**Task:** Please return every line of the listing below without any changes, leaving out the pictures.

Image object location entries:
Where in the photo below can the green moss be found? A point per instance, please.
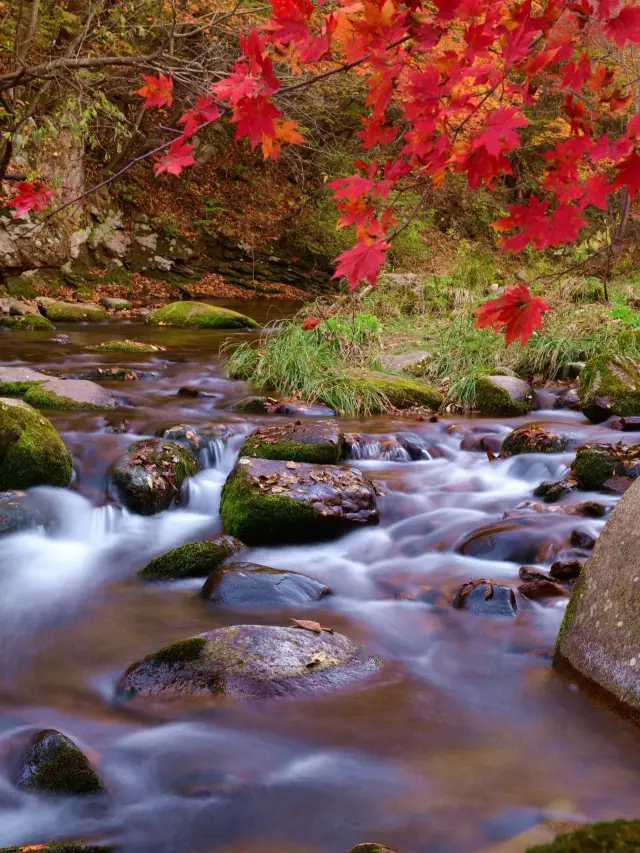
(495, 401)
(618, 836)
(123, 346)
(31, 451)
(255, 518)
(198, 315)
(182, 651)
(68, 312)
(196, 559)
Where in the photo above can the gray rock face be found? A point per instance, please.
(250, 662)
(600, 635)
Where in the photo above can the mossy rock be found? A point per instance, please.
(618, 836)
(31, 451)
(610, 386)
(321, 442)
(195, 559)
(53, 764)
(401, 392)
(124, 346)
(502, 396)
(199, 315)
(71, 312)
(149, 477)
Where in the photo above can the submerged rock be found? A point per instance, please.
(321, 442)
(610, 386)
(148, 478)
(193, 560)
(265, 501)
(252, 585)
(503, 396)
(199, 315)
(53, 764)
(250, 662)
(31, 451)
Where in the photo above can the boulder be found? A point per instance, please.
(53, 764)
(250, 662)
(149, 476)
(321, 442)
(199, 315)
(31, 451)
(503, 396)
(486, 598)
(193, 560)
(73, 312)
(610, 386)
(265, 501)
(533, 438)
(599, 634)
(252, 585)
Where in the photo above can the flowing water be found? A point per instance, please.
(466, 737)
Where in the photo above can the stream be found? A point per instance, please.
(467, 736)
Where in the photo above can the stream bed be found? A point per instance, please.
(465, 738)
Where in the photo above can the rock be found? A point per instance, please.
(250, 662)
(594, 466)
(485, 598)
(298, 409)
(321, 442)
(618, 836)
(112, 304)
(71, 312)
(541, 588)
(252, 585)
(265, 501)
(199, 315)
(566, 570)
(533, 438)
(53, 764)
(401, 392)
(503, 396)
(124, 346)
(193, 560)
(610, 386)
(31, 451)
(148, 478)
(414, 362)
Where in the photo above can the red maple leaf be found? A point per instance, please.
(158, 92)
(177, 158)
(516, 312)
(30, 195)
(363, 261)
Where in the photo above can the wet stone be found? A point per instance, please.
(250, 662)
(486, 598)
(253, 585)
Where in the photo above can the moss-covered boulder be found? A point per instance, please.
(149, 477)
(617, 836)
(250, 662)
(503, 396)
(193, 560)
(401, 392)
(124, 346)
(610, 386)
(265, 501)
(74, 312)
(31, 451)
(53, 764)
(533, 438)
(321, 442)
(254, 586)
(199, 315)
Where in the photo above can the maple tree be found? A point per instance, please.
(450, 88)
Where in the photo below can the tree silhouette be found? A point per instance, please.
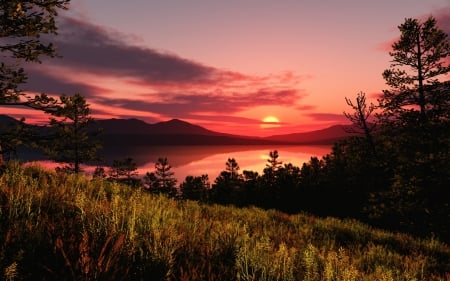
(419, 59)
(227, 186)
(70, 142)
(162, 180)
(21, 25)
(416, 126)
(195, 188)
(360, 118)
(122, 170)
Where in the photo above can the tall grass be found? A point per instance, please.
(67, 227)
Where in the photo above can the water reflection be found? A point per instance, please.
(198, 160)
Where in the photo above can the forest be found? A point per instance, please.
(393, 173)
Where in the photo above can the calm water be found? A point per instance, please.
(198, 160)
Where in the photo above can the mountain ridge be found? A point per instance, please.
(135, 131)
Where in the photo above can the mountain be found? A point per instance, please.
(127, 132)
(135, 132)
(139, 127)
(324, 136)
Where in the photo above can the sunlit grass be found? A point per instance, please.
(66, 227)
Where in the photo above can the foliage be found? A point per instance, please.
(162, 180)
(419, 60)
(195, 188)
(22, 24)
(12, 136)
(66, 227)
(72, 141)
(124, 171)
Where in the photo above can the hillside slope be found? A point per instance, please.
(70, 227)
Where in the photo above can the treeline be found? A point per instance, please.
(395, 173)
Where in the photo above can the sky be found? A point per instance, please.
(225, 65)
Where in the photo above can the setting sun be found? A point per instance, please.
(270, 122)
(271, 119)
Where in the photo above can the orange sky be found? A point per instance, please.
(224, 65)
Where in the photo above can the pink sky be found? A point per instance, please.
(225, 65)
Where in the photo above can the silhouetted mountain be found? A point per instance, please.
(126, 132)
(323, 136)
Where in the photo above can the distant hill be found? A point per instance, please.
(131, 132)
(324, 136)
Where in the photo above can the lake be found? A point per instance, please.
(198, 160)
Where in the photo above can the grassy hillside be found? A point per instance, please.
(66, 227)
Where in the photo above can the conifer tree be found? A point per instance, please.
(71, 142)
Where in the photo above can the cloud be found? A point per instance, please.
(128, 80)
(328, 117)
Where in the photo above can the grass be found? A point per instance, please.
(67, 227)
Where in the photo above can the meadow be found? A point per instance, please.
(57, 226)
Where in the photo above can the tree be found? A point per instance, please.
(162, 180)
(195, 188)
(22, 23)
(360, 118)
(13, 135)
(415, 130)
(419, 59)
(123, 171)
(227, 185)
(71, 140)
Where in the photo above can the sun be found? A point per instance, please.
(270, 122)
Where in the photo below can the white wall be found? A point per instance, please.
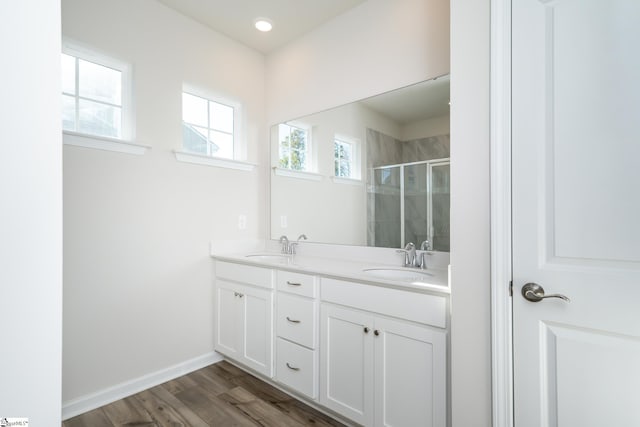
(378, 46)
(137, 271)
(470, 199)
(30, 212)
(433, 126)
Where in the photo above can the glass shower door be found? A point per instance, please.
(416, 201)
(440, 178)
(384, 216)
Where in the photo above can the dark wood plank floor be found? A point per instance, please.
(218, 395)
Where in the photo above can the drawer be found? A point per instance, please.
(414, 306)
(296, 319)
(296, 367)
(256, 276)
(297, 283)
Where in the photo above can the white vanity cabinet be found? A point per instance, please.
(244, 315)
(378, 370)
(297, 331)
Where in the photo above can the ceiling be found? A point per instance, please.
(291, 18)
(412, 103)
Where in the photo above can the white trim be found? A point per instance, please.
(501, 274)
(103, 143)
(119, 391)
(343, 180)
(201, 159)
(310, 176)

**Task result:**
Where in the photo below can the green moss be found? A point per instance, please.
(495, 401)
(618, 836)
(123, 346)
(31, 451)
(255, 518)
(198, 315)
(182, 651)
(68, 312)
(196, 559)
Where in the photo above can the gray rock face be found? A point per instance, please.
(250, 662)
(600, 635)
Where in the photo above can the mossy rock be found? A point per instance, please.
(618, 836)
(31, 451)
(610, 386)
(321, 442)
(195, 559)
(53, 764)
(401, 392)
(124, 346)
(502, 396)
(199, 315)
(71, 312)
(149, 477)
Where in the photo above can the submerged rock be found? A point per instance, please.
(321, 442)
(610, 386)
(148, 478)
(193, 560)
(265, 501)
(252, 585)
(503, 396)
(199, 315)
(53, 764)
(250, 662)
(31, 451)
Where in the photo above can the boulder be found? A point per instance, please.
(53, 764)
(250, 662)
(149, 476)
(321, 442)
(199, 315)
(31, 451)
(503, 396)
(486, 598)
(193, 560)
(73, 312)
(610, 386)
(265, 501)
(533, 438)
(599, 634)
(252, 585)
Where in the photo above can the flowing water be found? A point per instance, please.
(466, 737)
Where in the photo above can the stream be found? A point per instance, please.
(467, 736)
Where in the photo above can the stream bed be found? A point per instance, please.
(465, 738)
Where in the photo above can the rock be found? A point per instance, please.
(250, 662)
(594, 466)
(485, 598)
(298, 409)
(321, 442)
(618, 836)
(112, 304)
(71, 312)
(541, 588)
(252, 585)
(265, 501)
(199, 315)
(566, 570)
(533, 438)
(53, 764)
(401, 392)
(503, 396)
(124, 346)
(193, 560)
(610, 386)
(31, 451)
(148, 478)
(414, 362)
Where in the photo above can the red maple leaf be found? A point per instance, please.
(158, 92)
(177, 158)
(516, 312)
(30, 195)
(363, 261)
Where in the photo above can the wet stone be found? A point per instance, please.
(250, 662)
(486, 598)
(253, 585)
Where in the photo above can the moss-covered boulder be found? A point per instance, please.
(149, 477)
(617, 836)
(250, 662)
(503, 396)
(193, 560)
(401, 392)
(124, 346)
(610, 386)
(265, 501)
(74, 312)
(31, 451)
(53, 764)
(533, 438)
(321, 442)
(254, 586)
(199, 315)
Where in the photo above can the maple tree be found? A point per instance, please.
(450, 88)
Where in the photo below can the tree silhouette be found? A point per instance, please.
(419, 59)
(227, 186)
(70, 142)
(162, 180)
(21, 25)
(416, 126)
(195, 188)
(360, 118)
(122, 170)
Where in the photo above can the tall grass be found? A point per instance, please.
(67, 227)
Where in the photo above can the water reflection be found? A point per instance, please.
(198, 160)
Where in the photo above can the forest be found? A point per instance, please.
(393, 173)
Where in the photo above can the calm water be found? A point per instance, please.
(198, 160)
Where in the photo above can the mountain ridge be found? A point per instance, please.
(135, 131)
Where in the photo above can the mountain be found? A point per instance, please.
(127, 132)
(135, 132)
(139, 127)
(324, 136)
Where in the photo above can the sunlit grass be found? A point per instance, please.
(66, 227)
Where in the photo above can the foliage be found? A point per instance, please.
(162, 180)
(419, 60)
(195, 188)
(22, 24)
(12, 136)
(66, 227)
(72, 141)
(124, 171)
Where in the photo above can the hillside slope be found? A point per instance, please.
(70, 227)
Where in the photo above can the treeline be found? A point per instance, please.
(395, 173)
Where in the photo above can the sky be found? A point per instance, please.
(225, 65)
Where in the photo above can the setting sun be found? A point per instance, please.
(270, 122)
(271, 119)
Where in the photo above can the orange sky be found? A point per instance, please.
(224, 65)
Where in the photo above can the pink sky be found? A point per instance, please.
(225, 65)
Where in the photo above can the silhouetted mountain be found? A point per instance, please.
(126, 132)
(323, 136)
Where in the photo above can the distant hill be found? A point per instance, please.
(131, 132)
(324, 136)
Where in the photo above can the lake be found? A point per instance, please.
(198, 160)
Where in the photo above can the grassy hillside be found? A point per instance, please.
(66, 227)
Where in the photo above can the conifer tree be found? A point per instance, please.
(71, 142)
Where in the photo above can the cloud be found? A point per instance, please.
(128, 80)
(328, 117)
Where in the photo above can the grass be found? A point per instance, please.
(67, 227)
Where in the photo above can the meadow be found? A point per instance, please.
(57, 226)
Where in the photo above can the tree be found? A point per instance, please.
(162, 180)
(195, 188)
(22, 23)
(360, 118)
(13, 135)
(415, 130)
(419, 59)
(123, 171)
(227, 185)
(71, 140)
Where in the photo above can the sun be found? A point per instance, please.
(270, 122)
Where in the photo below can the white wall be found? A point per instance, please.
(378, 46)
(137, 271)
(470, 199)
(30, 212)
(433, 126)
Where in the photo above can the glass shower door be found? A point per instance, please.
(416, 201)
(440, 178)
(384, 216)
Where in the photo above can the dark wood plank floor be found? A point per instance, please.
(218, 395)
Where in the photo above can the drawer be found? A point per instance, please.
(414, 306)
(296, 319)
(296, 367)
(256, 276)
(297, 283)
Where in the photo above can the white vanity cabinet be found? A point per instance, please.
(244, 315)
(378, 370)
(297, 331)
Where in the photo above can the ceiling be found? A point per instance, please.
(291, 18)
(412, 103)
Where in the photo above can the white trim be found? A point per instance, please.
(501, 274)
(103, 143)
(119, 391)
(343, 180)
(201, 159)
(310, 176)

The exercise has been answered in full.